* Instructions for the task: Below are the records; copy each line in which "step" can be found.

* Material to process:

"""

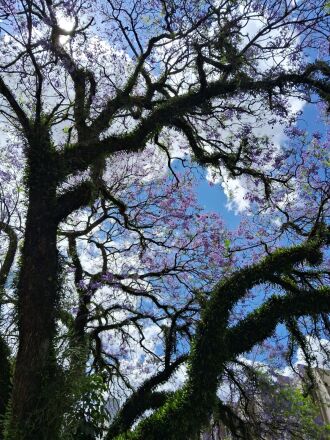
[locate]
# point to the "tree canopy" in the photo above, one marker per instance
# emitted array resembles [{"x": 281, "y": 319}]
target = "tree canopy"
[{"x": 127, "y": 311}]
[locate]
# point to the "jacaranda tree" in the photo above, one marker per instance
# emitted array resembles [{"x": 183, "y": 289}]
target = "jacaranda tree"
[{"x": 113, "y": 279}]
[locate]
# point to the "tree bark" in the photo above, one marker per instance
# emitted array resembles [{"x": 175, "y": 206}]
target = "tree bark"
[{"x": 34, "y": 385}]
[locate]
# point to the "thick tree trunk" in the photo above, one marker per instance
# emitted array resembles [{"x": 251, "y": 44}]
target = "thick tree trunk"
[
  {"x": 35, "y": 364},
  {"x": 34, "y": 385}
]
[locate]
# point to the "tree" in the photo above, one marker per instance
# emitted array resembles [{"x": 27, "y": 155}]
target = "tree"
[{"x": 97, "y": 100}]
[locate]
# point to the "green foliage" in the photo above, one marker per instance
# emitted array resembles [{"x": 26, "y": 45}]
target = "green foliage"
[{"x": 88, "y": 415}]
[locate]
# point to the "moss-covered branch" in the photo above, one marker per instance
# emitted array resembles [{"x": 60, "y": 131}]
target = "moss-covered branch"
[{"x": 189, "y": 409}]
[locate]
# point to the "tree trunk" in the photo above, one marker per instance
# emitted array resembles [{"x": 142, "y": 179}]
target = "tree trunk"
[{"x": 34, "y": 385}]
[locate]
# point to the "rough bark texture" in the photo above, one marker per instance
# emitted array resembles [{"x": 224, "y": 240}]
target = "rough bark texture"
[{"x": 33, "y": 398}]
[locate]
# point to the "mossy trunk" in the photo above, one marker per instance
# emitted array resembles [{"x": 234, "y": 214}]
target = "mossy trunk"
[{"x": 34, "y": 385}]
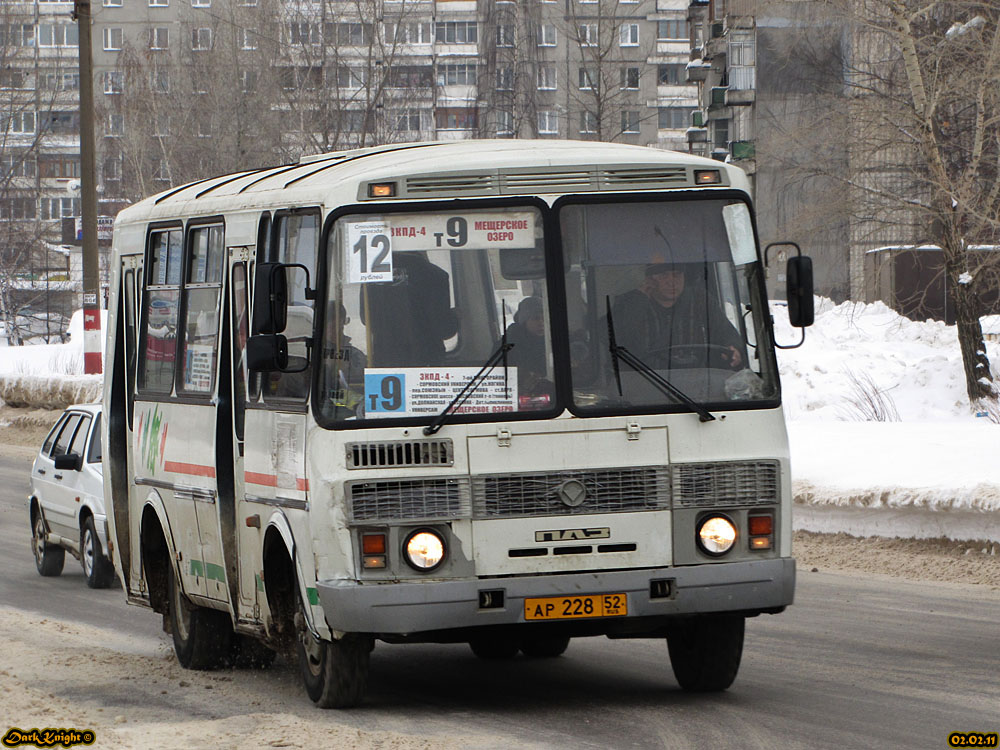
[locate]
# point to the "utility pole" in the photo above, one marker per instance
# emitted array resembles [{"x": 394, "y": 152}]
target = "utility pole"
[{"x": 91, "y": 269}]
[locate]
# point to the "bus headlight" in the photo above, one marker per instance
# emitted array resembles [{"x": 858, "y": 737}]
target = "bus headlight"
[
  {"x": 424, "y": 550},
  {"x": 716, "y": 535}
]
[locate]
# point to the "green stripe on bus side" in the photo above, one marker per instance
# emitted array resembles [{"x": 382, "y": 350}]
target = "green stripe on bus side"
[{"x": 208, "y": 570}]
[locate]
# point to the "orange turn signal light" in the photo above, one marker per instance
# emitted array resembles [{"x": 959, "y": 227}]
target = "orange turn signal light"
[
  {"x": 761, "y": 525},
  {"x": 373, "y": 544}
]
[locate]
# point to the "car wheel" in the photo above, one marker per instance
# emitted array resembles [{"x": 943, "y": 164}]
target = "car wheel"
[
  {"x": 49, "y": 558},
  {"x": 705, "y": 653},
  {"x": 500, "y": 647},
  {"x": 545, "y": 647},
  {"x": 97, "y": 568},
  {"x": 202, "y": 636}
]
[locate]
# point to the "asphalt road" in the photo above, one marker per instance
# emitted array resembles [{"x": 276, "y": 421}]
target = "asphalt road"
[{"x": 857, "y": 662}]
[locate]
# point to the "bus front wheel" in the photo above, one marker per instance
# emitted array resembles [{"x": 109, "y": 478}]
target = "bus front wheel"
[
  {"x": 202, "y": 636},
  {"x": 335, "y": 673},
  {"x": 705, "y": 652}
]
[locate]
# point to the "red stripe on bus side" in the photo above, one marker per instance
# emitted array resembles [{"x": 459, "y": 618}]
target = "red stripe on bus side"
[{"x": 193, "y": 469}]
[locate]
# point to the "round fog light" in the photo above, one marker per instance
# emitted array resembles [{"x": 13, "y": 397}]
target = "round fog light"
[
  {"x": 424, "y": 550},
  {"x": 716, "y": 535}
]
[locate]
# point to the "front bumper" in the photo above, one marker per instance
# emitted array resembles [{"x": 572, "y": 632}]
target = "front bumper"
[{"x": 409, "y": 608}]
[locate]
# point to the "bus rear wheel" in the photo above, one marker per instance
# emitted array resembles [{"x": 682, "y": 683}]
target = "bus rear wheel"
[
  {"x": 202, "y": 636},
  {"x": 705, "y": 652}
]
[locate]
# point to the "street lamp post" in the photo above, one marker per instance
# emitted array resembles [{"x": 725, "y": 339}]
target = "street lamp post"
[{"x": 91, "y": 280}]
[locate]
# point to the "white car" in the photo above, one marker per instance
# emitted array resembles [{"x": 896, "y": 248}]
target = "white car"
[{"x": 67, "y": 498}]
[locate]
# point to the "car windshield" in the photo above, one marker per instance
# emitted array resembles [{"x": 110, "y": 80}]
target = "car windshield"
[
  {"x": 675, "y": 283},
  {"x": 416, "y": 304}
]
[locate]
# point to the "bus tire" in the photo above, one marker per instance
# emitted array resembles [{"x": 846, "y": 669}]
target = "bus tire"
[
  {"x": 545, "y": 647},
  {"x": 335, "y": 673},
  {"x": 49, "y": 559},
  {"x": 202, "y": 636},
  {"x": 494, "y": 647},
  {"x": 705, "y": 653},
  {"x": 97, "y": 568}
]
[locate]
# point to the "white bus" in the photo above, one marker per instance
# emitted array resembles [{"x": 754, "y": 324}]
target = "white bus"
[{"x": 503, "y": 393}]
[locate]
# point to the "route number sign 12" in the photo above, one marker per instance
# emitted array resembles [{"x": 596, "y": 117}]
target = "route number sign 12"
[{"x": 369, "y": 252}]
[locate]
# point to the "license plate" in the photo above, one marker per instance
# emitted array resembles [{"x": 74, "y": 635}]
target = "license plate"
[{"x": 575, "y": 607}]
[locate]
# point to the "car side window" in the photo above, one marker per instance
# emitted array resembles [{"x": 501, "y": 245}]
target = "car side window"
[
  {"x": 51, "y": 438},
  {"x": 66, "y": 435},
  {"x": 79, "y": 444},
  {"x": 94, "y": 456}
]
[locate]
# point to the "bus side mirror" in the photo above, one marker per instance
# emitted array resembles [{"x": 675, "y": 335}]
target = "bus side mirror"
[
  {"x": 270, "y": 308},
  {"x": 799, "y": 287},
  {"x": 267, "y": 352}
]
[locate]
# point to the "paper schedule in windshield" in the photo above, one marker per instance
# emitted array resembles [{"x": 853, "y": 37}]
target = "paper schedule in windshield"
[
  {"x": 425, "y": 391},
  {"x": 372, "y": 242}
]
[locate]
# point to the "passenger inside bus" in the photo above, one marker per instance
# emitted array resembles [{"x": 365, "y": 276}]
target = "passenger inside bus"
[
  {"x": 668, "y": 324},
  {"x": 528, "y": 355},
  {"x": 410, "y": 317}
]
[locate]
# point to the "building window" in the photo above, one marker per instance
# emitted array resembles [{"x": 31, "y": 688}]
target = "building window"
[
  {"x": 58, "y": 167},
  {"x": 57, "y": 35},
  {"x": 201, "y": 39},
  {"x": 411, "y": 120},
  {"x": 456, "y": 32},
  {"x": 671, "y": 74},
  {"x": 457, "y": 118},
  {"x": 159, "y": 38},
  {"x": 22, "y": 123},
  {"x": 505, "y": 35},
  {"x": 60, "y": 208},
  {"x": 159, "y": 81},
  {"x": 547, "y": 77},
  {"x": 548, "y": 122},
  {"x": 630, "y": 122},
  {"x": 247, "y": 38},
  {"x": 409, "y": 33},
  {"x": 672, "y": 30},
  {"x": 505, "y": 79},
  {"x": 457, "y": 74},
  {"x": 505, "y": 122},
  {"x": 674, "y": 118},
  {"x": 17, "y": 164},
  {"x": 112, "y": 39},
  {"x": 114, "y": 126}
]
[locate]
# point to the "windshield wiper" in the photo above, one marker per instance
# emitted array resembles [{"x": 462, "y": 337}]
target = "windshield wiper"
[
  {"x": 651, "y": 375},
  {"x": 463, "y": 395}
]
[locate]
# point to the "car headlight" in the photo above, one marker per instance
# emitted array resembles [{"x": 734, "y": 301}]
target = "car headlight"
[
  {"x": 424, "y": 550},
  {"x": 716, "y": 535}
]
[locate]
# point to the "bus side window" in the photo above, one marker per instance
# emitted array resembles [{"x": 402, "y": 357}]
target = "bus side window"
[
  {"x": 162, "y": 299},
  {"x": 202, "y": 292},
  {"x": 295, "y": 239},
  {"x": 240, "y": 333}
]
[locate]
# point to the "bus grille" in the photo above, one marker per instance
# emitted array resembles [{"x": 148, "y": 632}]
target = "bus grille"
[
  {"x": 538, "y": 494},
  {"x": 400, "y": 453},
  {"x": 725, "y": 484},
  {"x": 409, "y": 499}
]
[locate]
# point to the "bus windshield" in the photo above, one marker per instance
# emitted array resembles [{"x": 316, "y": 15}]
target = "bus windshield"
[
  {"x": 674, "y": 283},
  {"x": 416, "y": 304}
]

"""
"""

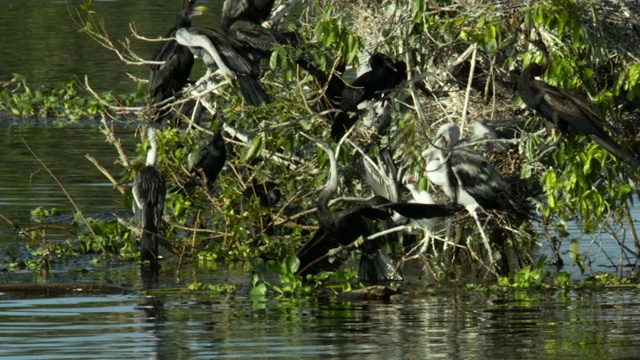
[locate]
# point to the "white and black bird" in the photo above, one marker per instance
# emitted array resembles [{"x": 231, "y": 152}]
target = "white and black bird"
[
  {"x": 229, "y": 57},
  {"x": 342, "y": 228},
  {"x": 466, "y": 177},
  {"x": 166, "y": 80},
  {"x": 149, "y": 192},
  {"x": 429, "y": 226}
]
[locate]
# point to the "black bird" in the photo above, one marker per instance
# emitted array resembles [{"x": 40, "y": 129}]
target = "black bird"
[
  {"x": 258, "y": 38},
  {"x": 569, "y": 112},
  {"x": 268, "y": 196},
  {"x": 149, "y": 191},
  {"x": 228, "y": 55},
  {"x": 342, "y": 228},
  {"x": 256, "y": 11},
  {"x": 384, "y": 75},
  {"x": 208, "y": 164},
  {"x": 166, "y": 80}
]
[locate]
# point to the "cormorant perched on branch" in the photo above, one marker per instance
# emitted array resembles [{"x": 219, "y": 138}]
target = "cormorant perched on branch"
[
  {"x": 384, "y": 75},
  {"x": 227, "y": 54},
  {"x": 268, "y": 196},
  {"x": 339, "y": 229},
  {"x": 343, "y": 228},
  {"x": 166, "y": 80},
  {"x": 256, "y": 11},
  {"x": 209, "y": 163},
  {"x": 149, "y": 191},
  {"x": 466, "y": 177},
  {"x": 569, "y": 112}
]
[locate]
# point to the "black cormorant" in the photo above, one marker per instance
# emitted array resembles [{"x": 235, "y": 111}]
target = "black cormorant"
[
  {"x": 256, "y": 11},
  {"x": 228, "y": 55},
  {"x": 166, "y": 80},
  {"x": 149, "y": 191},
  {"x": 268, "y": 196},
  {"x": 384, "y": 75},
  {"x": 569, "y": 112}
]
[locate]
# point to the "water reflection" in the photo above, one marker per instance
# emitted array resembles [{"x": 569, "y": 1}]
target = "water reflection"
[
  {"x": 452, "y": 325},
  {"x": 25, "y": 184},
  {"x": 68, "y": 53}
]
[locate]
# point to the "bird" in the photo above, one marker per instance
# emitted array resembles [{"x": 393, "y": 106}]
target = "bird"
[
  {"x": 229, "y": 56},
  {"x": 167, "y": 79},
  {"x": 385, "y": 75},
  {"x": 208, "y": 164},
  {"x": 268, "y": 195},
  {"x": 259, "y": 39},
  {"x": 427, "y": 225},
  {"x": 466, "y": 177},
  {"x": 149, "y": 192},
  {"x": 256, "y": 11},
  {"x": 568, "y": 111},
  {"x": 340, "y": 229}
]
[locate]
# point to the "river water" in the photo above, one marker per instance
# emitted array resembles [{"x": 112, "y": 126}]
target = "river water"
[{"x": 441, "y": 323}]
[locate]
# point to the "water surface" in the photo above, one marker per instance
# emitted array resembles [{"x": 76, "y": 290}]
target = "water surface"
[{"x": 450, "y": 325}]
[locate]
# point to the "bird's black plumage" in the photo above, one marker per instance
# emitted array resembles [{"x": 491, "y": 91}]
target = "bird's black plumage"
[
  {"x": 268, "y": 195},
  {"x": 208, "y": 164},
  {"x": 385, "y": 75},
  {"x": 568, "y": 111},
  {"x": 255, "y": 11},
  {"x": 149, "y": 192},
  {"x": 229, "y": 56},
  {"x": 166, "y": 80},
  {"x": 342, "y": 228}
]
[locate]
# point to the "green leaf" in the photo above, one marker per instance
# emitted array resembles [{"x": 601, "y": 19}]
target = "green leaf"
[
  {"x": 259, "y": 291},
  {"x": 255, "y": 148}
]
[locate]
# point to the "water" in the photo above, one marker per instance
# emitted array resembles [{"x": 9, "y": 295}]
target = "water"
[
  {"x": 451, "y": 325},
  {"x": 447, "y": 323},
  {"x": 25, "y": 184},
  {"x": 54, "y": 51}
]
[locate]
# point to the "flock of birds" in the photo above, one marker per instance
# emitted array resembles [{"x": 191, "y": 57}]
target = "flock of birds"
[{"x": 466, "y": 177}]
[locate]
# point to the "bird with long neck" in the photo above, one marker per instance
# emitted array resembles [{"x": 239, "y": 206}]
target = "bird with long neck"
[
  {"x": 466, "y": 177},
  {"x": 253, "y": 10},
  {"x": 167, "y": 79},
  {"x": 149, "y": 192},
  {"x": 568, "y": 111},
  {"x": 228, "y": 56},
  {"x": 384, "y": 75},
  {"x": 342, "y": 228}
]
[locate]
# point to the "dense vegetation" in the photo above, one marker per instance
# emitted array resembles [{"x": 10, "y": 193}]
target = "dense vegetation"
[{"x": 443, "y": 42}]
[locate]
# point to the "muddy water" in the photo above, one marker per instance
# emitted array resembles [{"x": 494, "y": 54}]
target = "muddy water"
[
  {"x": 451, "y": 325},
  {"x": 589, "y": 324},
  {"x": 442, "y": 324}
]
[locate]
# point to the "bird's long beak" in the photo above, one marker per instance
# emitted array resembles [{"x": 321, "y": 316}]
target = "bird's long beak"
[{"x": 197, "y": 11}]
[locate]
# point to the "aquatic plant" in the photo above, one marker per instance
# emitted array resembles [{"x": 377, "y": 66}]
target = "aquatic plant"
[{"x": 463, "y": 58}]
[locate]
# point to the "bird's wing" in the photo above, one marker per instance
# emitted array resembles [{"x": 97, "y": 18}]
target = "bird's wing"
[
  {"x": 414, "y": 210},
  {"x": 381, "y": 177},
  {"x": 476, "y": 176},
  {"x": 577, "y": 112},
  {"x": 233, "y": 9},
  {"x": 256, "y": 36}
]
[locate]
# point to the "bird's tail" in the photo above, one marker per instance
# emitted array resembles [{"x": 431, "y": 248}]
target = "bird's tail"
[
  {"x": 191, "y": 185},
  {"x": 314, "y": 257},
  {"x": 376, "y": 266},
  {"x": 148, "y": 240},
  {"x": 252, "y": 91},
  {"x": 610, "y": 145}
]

"""
"""

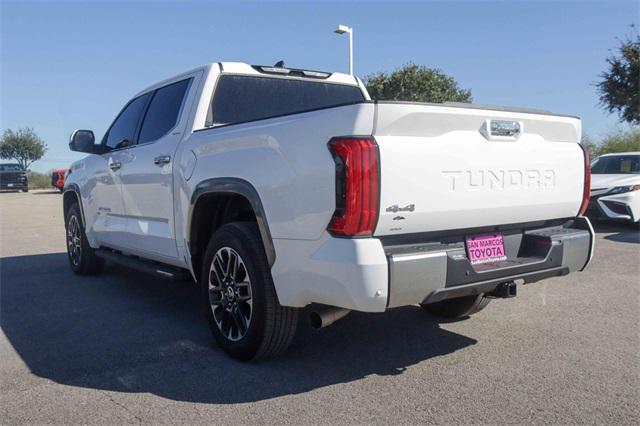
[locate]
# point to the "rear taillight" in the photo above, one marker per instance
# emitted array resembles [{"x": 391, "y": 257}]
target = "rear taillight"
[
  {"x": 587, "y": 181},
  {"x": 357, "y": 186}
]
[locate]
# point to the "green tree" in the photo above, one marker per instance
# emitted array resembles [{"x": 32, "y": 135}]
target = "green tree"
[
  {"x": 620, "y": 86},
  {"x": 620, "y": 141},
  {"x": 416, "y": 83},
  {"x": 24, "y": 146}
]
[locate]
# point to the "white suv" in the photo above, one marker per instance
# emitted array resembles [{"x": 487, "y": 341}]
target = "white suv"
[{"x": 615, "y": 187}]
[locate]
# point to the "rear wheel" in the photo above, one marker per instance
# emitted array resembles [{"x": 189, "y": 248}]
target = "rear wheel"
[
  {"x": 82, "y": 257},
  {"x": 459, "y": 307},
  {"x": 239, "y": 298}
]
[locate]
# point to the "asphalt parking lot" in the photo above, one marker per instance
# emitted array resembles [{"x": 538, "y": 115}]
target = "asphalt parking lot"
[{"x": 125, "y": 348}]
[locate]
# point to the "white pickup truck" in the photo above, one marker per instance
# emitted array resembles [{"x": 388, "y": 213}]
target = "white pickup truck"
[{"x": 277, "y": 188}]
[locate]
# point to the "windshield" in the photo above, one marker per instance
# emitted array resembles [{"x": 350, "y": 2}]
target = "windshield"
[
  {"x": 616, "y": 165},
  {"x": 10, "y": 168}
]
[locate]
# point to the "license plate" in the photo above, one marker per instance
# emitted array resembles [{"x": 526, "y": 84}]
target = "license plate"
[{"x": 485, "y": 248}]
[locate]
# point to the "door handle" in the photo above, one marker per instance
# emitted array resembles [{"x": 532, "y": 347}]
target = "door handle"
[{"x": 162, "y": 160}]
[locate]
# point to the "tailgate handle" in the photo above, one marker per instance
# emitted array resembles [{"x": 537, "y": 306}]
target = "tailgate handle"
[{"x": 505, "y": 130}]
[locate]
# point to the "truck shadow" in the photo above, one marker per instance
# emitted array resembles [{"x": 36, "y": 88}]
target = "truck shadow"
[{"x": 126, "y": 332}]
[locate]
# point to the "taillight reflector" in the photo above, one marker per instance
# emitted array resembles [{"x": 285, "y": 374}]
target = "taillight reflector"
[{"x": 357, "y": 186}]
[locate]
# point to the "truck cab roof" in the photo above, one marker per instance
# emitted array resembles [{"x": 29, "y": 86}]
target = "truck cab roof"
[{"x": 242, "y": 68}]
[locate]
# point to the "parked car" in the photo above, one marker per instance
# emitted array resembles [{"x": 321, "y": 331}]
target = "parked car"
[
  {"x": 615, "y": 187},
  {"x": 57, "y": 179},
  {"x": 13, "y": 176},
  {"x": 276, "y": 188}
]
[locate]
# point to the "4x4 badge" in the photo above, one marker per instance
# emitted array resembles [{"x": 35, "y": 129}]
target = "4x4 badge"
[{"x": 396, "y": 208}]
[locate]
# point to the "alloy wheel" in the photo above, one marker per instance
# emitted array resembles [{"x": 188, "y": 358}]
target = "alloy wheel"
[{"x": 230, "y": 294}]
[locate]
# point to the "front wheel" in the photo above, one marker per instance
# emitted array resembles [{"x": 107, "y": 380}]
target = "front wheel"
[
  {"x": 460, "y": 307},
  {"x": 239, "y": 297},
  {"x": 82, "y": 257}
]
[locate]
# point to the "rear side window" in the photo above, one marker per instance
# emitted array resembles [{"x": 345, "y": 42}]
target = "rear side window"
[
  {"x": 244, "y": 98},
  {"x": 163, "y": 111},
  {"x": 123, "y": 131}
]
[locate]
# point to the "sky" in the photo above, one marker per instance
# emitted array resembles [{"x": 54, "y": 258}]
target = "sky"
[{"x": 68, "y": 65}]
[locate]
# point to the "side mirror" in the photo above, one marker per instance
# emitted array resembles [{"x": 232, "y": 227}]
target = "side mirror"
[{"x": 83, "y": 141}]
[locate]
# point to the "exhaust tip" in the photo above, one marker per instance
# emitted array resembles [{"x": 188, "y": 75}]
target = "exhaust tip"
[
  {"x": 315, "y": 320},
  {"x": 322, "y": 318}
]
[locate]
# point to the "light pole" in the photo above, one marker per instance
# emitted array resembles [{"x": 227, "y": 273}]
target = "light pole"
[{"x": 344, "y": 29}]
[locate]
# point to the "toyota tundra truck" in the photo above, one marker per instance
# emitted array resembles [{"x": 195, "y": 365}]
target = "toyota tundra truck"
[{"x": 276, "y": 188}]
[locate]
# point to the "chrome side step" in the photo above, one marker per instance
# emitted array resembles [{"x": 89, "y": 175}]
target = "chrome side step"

"""

* Expected answer:
# point to the "chrome side step" in the photo above, one marker per instance
target = "chrome side step"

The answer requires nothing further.